Problem to work on: Would you please repeat the data exactly as given?

Input data:
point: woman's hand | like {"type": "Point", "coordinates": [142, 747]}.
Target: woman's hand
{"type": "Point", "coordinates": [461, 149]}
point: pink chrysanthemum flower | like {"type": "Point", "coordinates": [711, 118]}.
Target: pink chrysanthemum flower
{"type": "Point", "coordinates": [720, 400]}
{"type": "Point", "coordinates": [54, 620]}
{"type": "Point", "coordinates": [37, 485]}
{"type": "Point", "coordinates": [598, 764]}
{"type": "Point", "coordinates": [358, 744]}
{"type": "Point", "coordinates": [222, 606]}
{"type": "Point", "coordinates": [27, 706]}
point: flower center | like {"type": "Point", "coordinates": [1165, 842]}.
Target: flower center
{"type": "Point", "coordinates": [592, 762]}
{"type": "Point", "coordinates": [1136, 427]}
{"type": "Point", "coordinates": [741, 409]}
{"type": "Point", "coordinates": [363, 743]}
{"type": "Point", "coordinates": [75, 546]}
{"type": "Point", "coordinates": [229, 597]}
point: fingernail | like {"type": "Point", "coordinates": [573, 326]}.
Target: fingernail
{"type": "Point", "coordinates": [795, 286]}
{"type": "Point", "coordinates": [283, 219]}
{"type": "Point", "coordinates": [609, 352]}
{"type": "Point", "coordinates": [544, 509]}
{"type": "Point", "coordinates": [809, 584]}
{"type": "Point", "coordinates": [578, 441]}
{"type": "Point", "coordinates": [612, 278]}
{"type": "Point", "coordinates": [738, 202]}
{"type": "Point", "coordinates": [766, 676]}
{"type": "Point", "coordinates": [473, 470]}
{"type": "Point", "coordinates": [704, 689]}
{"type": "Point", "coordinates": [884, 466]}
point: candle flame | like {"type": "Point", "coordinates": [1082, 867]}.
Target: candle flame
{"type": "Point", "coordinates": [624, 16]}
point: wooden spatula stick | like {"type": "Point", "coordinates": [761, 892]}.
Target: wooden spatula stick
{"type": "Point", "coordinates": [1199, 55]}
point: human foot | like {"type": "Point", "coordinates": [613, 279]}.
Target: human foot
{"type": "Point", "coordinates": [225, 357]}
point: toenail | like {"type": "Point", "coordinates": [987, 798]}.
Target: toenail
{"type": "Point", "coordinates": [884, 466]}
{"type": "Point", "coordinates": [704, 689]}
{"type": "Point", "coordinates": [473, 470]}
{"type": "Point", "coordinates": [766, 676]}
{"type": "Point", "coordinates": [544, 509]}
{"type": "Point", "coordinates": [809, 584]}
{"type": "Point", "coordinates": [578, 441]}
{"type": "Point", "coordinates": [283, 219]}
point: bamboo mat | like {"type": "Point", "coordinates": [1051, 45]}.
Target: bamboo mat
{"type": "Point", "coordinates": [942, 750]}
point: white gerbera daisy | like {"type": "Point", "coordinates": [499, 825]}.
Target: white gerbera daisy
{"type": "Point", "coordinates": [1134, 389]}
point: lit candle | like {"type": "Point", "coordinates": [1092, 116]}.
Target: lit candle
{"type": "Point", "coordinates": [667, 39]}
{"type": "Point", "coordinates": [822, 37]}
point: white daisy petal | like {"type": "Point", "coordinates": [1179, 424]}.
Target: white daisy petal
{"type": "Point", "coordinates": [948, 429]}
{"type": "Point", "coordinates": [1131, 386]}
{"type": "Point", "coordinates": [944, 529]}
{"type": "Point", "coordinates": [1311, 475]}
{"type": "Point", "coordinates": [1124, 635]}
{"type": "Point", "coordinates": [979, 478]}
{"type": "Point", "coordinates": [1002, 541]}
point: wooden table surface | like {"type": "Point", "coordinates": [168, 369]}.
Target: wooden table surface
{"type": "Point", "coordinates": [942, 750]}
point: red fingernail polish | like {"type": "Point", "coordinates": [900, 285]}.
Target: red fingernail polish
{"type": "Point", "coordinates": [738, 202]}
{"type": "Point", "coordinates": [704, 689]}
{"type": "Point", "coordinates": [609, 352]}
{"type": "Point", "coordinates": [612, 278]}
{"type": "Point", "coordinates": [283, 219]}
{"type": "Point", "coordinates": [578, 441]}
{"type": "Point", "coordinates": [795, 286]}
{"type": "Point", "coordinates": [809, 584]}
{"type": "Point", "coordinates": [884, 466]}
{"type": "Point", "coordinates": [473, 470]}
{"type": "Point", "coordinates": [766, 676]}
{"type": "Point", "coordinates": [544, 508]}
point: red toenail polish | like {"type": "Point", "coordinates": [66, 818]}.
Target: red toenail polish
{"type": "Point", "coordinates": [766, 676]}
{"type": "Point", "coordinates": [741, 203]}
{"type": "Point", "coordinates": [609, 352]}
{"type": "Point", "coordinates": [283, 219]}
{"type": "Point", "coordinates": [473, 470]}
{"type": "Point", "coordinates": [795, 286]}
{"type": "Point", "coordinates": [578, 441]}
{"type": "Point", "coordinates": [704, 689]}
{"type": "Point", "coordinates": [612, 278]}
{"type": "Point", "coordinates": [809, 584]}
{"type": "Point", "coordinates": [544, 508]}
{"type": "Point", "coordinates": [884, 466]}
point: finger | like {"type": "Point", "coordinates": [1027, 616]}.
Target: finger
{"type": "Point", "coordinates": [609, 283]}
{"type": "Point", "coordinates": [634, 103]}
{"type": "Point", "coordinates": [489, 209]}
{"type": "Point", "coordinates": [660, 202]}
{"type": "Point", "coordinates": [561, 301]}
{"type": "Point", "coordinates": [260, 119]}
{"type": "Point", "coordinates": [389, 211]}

Written solution:
point: woman's hand | like {"type": "Point", "coordinates": [142, 747]}.
Target: woman's hand
{"type": "Point", "coordinates": [461, 149]}
point: pink chrysanthemum flower | like {"type": "Point", "coordinates": [711, 118]}.
Target: pink chrysanthemum flower
{"type": "Point", "coordinates": [720, 400]}
{"type": "Point", "coordinates": [54, 620]}
{"type": "Point", "coordinates": [37, 485]}
{"type": "Point", "coordinates": [598, 764]}
{"type": "Point", "coordinates": [358, 744]}
{"type": "Point", "coordinates": [222, 606]}
{"type": "Point", "coordinates": [27, 706]}
point: flower center | like {"type": "Point", "coordinates": [1165, 842]}.
Target: flower center
{"type": "Point", "coordinates": [592, 762]}
{"type": "Point", "coordinates": [1136, 427]}
{"type": "Point", "coordinates": [741, 409]}
{"type": "Point", "coordinates": [363, 743]}
{"type": "Point", "coordinates": [75, 546]}
{"type": "Point", "coordinates": [229, 597]}
point: fingernail | like {"type": "Point", "coordinates": [573, 326]}.
Target: fingernail
{"type": "Point", "coordinates": [795, 286]}
{"type": "Point", "coordinates": [283, 219]}
{"type": "Point", "coordinates": [609, 352]}
{"type": "Point", "coordinates": [544, 509]}
{"type": "Point", "coordinates": [809, 584]}
{"type": "Point", "coordinates": [578, 441]}
{"type": "Point", "coordinates": [612, 278]}
{"type": "Point", "coordinates": [738, 202]}
{"type": "Point", "coordinates": [766, 676]}
{"type": "Point", "coordinates": [473, 470]}
{"type": "Point", "coordinates": [704, 689]}
{"type": "Point", "coordinates": [884, 466]}
point: candle flame | like {"type": "Point", "coordinates": [1082, 867]}.
Target: candle flame
{"type": "Point", "coordinates": [624, 16]}
point: wooden spatula stick | like {"type": "Point", "coordinates": [761, 892]}.
Target: wooden spatula stick
{"type": "Point", "coordinates": [1199, 55]}
point: human foot | like {"type": "Point", "coordinates": [613, 279]}.
Target: human foot
{"type": "Point", "coordinates": [225, 357]}
point: toenail | like {"type": "Point", "coordinates": [987, 798]}.
Target: toenail
{"type": "Point", "coordinates": [884, 466]}
{"type": "Point", "coordinates": [704, 689]}
{"type": "Point", "coordinates": [473, 470]}
{"type": "Point", "coordinates": [766, 676]}
{"type": "Point", "coordinates": [544, 509]}
{"type": "Point", "coordinates": [809, 584]}
{"type": "Point", "coordinates": [578, 441]}
{"type": "Point", "coordinates": [283, 219]}
point: bamboo mat | like {"type": "Point", "coordinates": [1051, 45]}.
Target: bamboo mat
{"type": "Point", "coordinates": [942, 750]}
point: white gerbera daisy | like {"type": "Point", "coordinates": [499, 825]}.
Target: white gerbera daisy
{"type": "Point", "coordinates": [1134, 389]}
point: lit candle | like {"type": "Point", "coordinates": [1092, 116]}.
Target: lit candle
{"type": "Point", "coordinates": [667, 39]}
{"type": "Point", "coordinates": [822, 37]}
point: white daisy petal | like {"type": "Point", "coordinates": [1179, 424]}.
Target: white daisy petal
{"type": "Point", "coordinates": [948, 429]}
{"type": "Point", "coordinates": [1131, 386]}
{"type": "Point", "coordinates": [944, 529]}
{"type": "Point", "coordinates": [1311, 475]}
{"type": "Point", "coordinates": [1124, 635]}
{"type": "Point", "coordinates": [979, 478]}
{"type": "Point", "coordinates": [1002, 541]}
point: wooden table surface | like {"type": "Point", "coordinates": [168, 369]}.
Target: wooden table surface
{"type": "Point", "coordinates": [942, 750]}
point: red fingernail polish | like {"type": "Point", "coordinates": [900, 285]}.
Target: red fingernail polish
{"type": "Point", "coordinates": [738, 202]}
{"type": "Point", "coordinates": [704, 689]}
{"type": "Point", "coordinates": [609, 352]}
{"type": "Point", "coordinates": [612, 278]}
{"type": "Point", "coordinates": [283, 219]}
{"type": "Point", "coordinates": [578, 441]}
{"type": "Point", "coordinates": [795, 286]}
{"type": "Point", "coordinates": [809, 584]}
{"type": "Point", "coordinates": [884, 466]}
{"type": "Point", "coordinates": [473, 470]}
{"type": "Point", "coordinates": [766, 676]}
{"type": "Point", "coordinates": [544, 508]}
point: red toenail polish | like {"type": "Point", "coordinates": [66, 818]}.
Target: red toenail polish
{"type": "Point", "coordinates": [766, 676]}
{"type": "Point", "coordinates": [741, 203]}
{"type": "Point", "coordinates": [609, 352]}
{"type": "Point", "coordinates": [283, 219]}
{"type": "Point", "coordinates": [473, 470]}
{"type": "Point", "coordinates": [795, 286]}
{"type": "Point", "coordinates": [578, 441]}
{"type": "Point", "coordinates": [704, 689]}
{"type": "Point", "coordinates": [612, 278]}
{"type": "Point", "coordinates": [809, 584]}
{"type": "Point", "coordinates": [544, 508]}
{"type": "Point", "coordinates": [884, 466]}
point: finger | like {"type": "Point", "coordinates": [1027, 616]}.
Target: finger
{"type": "Point", "coordinates": [609, 283]}
{"type": "Point", "coordinates": [634, 103]}
{"type": "Point", "coordinates": [489, 209]}
{"type": "Point", "coordinates": [660, 202]}
{"type": "Point", "coordinates": [561, 301]}
{"type": "Point", "coordinates": [260, 119]}
{"type": "Point", "coordinates": [389, 211]}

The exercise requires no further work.